§ Goal: Can you rewrite all the records below, replacing "photograph" with "image" everywhere and keeping everything else the same, but without the pictures?
* BEGIN Data lines *
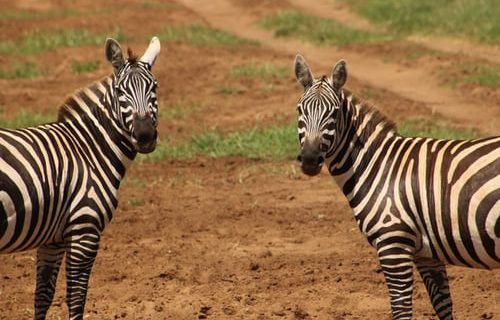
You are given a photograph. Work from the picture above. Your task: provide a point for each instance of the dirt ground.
(236, 238)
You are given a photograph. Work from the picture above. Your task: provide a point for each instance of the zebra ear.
(339, 74)
(302, 72)
(152, 52)
(114, 53)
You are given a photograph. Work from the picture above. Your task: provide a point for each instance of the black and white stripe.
(419, 201)
(59, 181)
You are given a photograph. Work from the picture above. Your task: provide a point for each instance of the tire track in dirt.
(411, 83)
(342, 13)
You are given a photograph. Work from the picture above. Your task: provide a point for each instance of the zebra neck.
(90, 112)
(363, 133)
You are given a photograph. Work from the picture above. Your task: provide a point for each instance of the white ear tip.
(155, 41)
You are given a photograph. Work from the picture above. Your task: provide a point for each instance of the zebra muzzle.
(311, 160)
(144, 134)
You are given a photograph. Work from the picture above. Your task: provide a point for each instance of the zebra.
(418, 201)
(59, 181)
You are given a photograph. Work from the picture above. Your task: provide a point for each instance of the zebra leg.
(80, 257)
(433, 273)
(397, 265)
(49, 258)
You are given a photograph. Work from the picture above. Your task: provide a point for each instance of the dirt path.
(412, 83)
(334, 9)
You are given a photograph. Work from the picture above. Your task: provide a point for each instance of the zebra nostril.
(320, 160)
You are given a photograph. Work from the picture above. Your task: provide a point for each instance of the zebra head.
(135, 105)
(318, 110)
* END Data lines *
§ Task output:
You are given a image. Work from the picture above. Your task: provide a point for each instance of the dirt ground.
(236, 238)
You are given a image. Work from the picture above. Your task: provide a point for each instance of the zebra ear.
(339, 74)
(302, 72)
(152, 52)
(114, 53)
You are given a image. Work from the picture above. Your task: provide a point for each instance of the black and white stripe.
(419, 201)
(59, 181)
You are given a image. Work from the picture above. Your task: provide a point for each instance of the tire track in dirt.
(411, 83)
(342, 13)
You are given a image. Work from the picture above. Your task: provide a point for each instance of the zebra neck.
(90, 112)
(363, 133)
You are given a image. Work from the picture above. Your task: provide a point for each instance of the white ear tip.
(155, 41)
You are given a image. Work from the picture above. Your task: provide a point for each instance of the zebra muzzle.
(311, 160)
(144, 134)
You are given a image. Work from the picture above. Your task: provide a point for each instance of the zebra.
(418, 201)
(59, 181)
You are given a image. Work from the picture above. Your task: provide a point for each instance of the zebra leg.
(80, 257)
(433, 273)
(397, 265)
(49, 258)
You are given a image. Work from the picture above. Your task: provide a point for each instance of the dirt path.
(412, 83)
(334, 9)
You are given a image. Work from the picture above. Your task: provide a point for each instance of the zebra nostril.
(320, 160)
You are given a image. Work from the picture above. Your task: provide a point for each instance of the zebra head.
(135, 105)
(318, 110)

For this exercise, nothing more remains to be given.